When Sandra Lindsay decided to get vaccinated, this moment was historic. Not because she was the first American to receive the COVID-19 vaccine dose but because she was black.
The relationship between African-Americans and medicine is riddled with betrayal, invasion and pain. The stories of ill slaves being tortured were known to the common ear. However, what doctors and scientists did to African-Americans behind the closed chambers of 'experiments' remains untold. Since the inception of the United States of America, Black Americans have always been an 'experiment' to science. Their bodies (dead and alive) were used to irrationally pursue hypotheses.
In the 1840s, black women were forced to undergo reproductive procedures without anaesthesia. Doctors pricked and prodded around the reproductive organs of women as young as seventeen. Even when caesarean sections were fatal for the mother and baby, and white women evaded it, most Black women had caesarean sections only. The logic behind this callousness was simple— it was not worth keeping a slave alive if they cannot contribute to society with labour, more slaves or scientific discoveries.

━━━━━━━━━━

→ **CHECK YOUR UNDERSTANDING**:
**A)** Please list the three things that, according to the passage on Black Americans and medicine, riddle the relationship between African-Americans and medicine.
**B)** Pick up the passage on Black Americans and medicine after its last sentence and write what comes next.

━━━━━━━━━━

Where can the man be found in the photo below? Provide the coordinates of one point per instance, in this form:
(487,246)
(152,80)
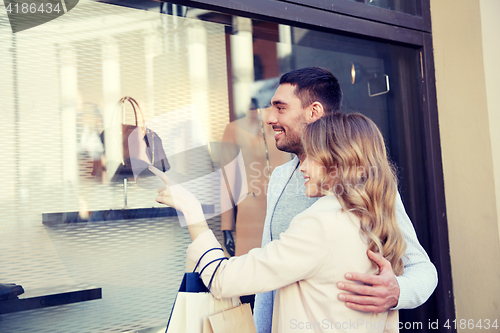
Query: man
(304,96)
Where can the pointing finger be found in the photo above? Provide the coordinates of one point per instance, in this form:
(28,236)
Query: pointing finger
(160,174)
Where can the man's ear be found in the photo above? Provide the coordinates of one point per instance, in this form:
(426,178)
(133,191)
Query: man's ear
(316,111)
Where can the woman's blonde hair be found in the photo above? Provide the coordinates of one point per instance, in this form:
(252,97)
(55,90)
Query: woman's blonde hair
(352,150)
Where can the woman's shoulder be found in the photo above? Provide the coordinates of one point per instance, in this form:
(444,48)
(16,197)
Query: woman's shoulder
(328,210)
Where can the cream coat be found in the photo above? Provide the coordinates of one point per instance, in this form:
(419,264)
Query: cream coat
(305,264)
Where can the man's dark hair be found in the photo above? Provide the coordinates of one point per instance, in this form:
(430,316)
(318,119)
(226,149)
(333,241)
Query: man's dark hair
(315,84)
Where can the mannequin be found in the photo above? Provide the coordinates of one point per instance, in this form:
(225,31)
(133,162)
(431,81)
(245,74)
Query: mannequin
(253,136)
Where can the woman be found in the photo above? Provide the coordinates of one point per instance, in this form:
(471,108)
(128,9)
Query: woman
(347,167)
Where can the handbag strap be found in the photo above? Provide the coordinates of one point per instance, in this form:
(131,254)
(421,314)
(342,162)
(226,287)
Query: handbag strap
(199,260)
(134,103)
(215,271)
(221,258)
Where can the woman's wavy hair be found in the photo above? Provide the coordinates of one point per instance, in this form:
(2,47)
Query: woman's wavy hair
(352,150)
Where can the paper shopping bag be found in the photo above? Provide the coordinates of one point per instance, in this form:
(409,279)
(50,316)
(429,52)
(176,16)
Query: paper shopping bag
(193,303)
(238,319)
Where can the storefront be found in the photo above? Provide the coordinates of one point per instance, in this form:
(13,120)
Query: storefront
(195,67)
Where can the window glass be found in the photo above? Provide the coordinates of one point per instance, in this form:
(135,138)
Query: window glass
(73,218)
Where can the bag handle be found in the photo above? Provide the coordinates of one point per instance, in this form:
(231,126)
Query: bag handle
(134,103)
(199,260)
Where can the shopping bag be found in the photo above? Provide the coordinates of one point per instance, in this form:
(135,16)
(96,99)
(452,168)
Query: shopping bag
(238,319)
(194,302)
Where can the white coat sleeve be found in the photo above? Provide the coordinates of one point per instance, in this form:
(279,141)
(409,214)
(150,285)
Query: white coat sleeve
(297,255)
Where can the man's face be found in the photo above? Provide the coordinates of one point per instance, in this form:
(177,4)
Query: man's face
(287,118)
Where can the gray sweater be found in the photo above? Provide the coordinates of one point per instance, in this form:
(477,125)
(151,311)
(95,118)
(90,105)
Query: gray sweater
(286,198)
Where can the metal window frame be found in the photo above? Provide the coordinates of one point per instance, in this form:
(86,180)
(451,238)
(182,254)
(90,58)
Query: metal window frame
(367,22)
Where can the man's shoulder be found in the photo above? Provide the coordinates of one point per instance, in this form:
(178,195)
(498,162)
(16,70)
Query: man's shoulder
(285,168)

━━━━━━━━━━

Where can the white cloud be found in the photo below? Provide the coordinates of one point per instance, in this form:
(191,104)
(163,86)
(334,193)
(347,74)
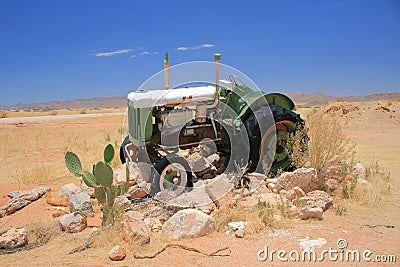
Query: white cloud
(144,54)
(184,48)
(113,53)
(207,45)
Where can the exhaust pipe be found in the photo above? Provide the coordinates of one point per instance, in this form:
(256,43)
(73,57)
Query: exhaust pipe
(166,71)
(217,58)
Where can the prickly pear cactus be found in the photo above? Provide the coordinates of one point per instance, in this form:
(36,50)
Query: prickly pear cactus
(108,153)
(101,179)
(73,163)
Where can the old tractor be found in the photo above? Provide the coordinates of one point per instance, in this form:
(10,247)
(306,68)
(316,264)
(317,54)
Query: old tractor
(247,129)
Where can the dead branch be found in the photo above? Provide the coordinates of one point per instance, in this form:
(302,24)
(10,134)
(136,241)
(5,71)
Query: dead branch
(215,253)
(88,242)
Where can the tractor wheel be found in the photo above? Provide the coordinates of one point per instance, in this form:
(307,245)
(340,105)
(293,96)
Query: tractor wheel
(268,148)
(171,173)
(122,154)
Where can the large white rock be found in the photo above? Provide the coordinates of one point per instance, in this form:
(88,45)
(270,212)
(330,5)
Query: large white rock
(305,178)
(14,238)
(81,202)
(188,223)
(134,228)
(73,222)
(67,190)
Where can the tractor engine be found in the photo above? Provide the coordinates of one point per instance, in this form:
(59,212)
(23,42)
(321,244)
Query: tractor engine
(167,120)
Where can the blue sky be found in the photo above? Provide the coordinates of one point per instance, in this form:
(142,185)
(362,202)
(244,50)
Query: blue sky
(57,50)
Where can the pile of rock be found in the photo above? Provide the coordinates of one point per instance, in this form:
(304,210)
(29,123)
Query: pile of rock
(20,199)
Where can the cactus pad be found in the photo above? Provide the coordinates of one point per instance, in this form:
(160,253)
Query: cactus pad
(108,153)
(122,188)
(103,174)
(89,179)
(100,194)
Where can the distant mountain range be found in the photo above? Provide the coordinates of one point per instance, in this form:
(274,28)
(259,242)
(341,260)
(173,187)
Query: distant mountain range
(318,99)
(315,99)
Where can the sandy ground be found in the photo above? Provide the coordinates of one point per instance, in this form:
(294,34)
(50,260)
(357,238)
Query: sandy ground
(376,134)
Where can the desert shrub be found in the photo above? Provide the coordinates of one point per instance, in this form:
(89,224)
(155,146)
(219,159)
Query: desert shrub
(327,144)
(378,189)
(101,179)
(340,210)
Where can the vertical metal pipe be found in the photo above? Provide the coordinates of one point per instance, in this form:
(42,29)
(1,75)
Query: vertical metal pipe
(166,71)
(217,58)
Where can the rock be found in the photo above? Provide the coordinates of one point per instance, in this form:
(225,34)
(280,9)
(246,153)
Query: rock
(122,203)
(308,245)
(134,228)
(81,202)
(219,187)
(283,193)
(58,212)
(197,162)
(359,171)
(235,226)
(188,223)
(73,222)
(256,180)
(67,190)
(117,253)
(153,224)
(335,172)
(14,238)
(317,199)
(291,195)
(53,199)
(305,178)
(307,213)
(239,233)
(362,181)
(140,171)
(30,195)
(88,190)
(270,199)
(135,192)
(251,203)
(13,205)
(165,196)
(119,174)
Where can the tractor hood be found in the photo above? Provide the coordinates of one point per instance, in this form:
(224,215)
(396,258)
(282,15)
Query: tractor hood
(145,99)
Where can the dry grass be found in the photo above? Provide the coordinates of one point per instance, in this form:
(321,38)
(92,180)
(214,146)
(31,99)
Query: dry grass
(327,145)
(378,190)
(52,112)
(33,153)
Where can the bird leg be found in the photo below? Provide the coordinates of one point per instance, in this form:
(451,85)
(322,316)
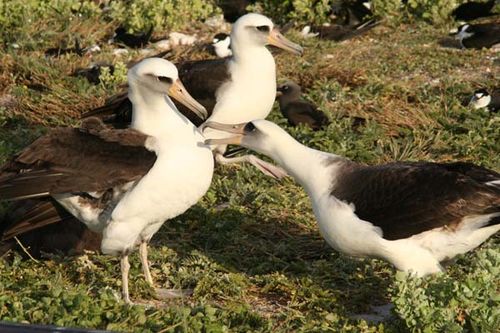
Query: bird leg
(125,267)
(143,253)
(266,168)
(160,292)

━━━━━━━━━━

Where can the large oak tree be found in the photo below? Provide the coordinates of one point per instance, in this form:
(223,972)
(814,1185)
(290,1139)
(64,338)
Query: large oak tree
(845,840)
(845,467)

━━━━━━━━━━

→ **ANSWERS IN ORDER**:
**A)** betrayal, invasion, pain

**B)**
From denying 400 black sharecroppers the cure for syphilis to digging up dead bodies from slave cemeteries in the name of "medicine", there is undoubtedly a deep history that complicates the relationship between medicine and African-Americans. In all fairness, not just African-Americans but Jews, the incarcerated and the list goes on.
With Josef Mengele at the forefront, approximately 15,754 people were documented as the victims of the crude Nazi experiments. The aim was to revolutionize the military using science. Nobody could have anticipated that the mass murder and deformation of thousands of people could lead to the constitution of a set of research ethics: the Nuremberg Code. The lack of consent and the horrific disguise of mass murder as euthanasia propelled the international community to wake up from their slumber and decide—enough was enough.
The Nuremberg Code was designed after the Doctors Trial, one of the 12 war trials to punish the war crimes of World War 2, in 1947. It comprised ten guidelines for any clinical research and emphasized elements like consent, the unconditional worth of human life, transparency and provisions for participants to exit at one's will. It was considered the foundation of good clinical practice. At least, in an open society.
Behind bars, however, is a different case story. To say that these codes of ethics were flouted would be an understatement. It would be fairer to say that the pledge of humanity was flouted. Throughout history, prisoners have been perceived as akin to lab rats. They are considered the section of society that has been discarded as garbage.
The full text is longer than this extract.